• _EXERCISE OBJECTIVE_: Update the records below by changing each "instance" to "occurrence" and leaving everything else unchanged.

---+---

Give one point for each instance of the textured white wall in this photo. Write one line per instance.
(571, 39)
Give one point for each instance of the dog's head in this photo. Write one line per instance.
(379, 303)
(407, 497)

---+---

• _FINISHED ANSWER_:
Give one point for each occurrence of the textured white wall in this photo. Write one line per occurrence.
(571, 39)
Give one point for each occurrence of the dog's head in this photo. Write one line per occurrence.
(379, 303)
(407, 497)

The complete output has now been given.